• _YOUR GOAL_: Leaving out any pictures, transcribe every record exactly.

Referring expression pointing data
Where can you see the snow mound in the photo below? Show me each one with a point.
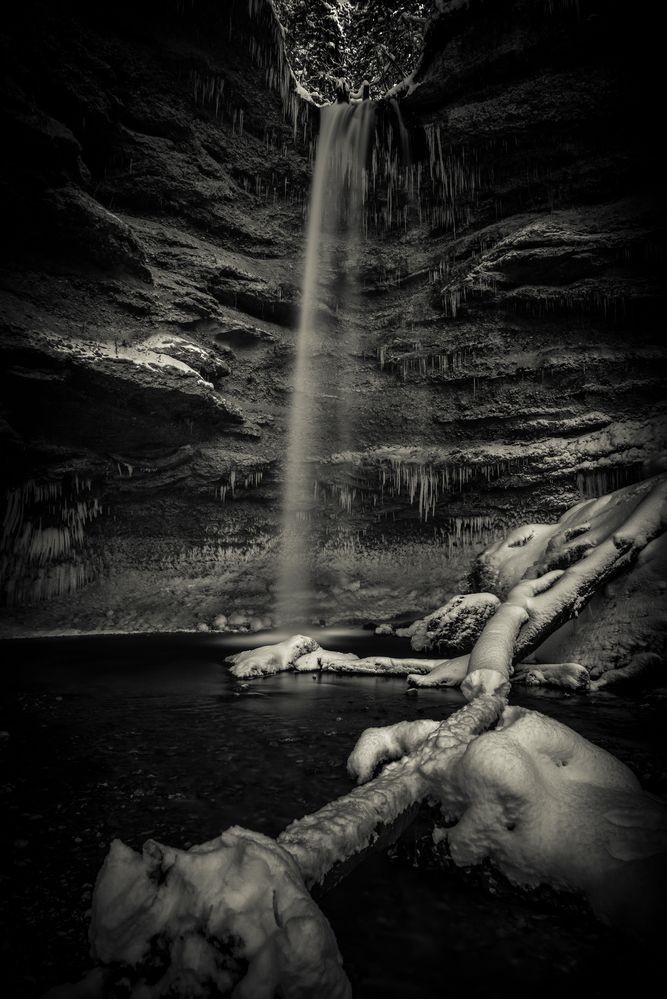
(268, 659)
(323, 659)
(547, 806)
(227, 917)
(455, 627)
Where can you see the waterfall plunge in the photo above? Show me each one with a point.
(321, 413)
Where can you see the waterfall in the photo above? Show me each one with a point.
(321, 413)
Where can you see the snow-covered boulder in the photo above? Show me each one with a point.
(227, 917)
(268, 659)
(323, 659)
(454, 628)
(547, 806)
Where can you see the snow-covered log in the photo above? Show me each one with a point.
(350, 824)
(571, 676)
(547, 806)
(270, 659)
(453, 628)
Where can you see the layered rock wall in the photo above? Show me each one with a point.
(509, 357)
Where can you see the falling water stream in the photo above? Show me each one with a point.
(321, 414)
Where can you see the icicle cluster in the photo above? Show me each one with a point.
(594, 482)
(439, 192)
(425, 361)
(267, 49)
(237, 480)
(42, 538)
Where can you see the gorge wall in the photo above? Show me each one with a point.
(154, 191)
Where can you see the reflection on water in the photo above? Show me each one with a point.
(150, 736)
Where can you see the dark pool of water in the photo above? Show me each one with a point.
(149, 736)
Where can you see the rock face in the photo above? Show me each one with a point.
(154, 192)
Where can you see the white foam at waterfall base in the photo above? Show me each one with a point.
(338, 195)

• _WRITTEN RESPONSE_:
Where can you see the snow mound in the photo below? Show me each one with a point.
(268, 659)
(323, 659)
(547, 806)
(227, 917)
(455, 627)
Where can you see the waterfall plunge in the photo above? Show me each one with a point.
(321, 413)
Where can you see the waterfall in the photo above? Show me each one with a point.
(321, 413)
Where can you see the snow-covered boulder in the photo above? Show me each one with a point.
(227, 917)
(268, 659)
(323, 659)
(454, 628)
(547, 806)
Where can you see the snow-covered log in the photo above? Show me each one with a point.
(350, 824)
(571, 676)
(547, 806)
(270, 659)
(453, 628)
Where can you see the layered rock wall in the photo above? Show me each one with a point.
(509, 357)
Where can you see the falling water stream in the photo above? Show me each one with a point.
(321, 414)
Where can you see the icicle cluster in the photo above? Show me each one with a point.
(594, 482)
(439, 192)
(425, 361)
(267, 49)
(237, 480)
(42, 538)
Where can you see the gorge wall in the photo above? Show me each one with a point.
(154, 191)
Where can you see the reflection on water in the photo above? Show me each one with a point.
(150, 736)
Where can you see the dark pool of water in the photo above? Show me each one with a point.
(149, 736)
Where can you see the rock face in the photo above? Show me each one with a point.
(154, 192)
Where can you see the white foam at waterfall base in the photo above? Show me each one with a point.
(338, 195)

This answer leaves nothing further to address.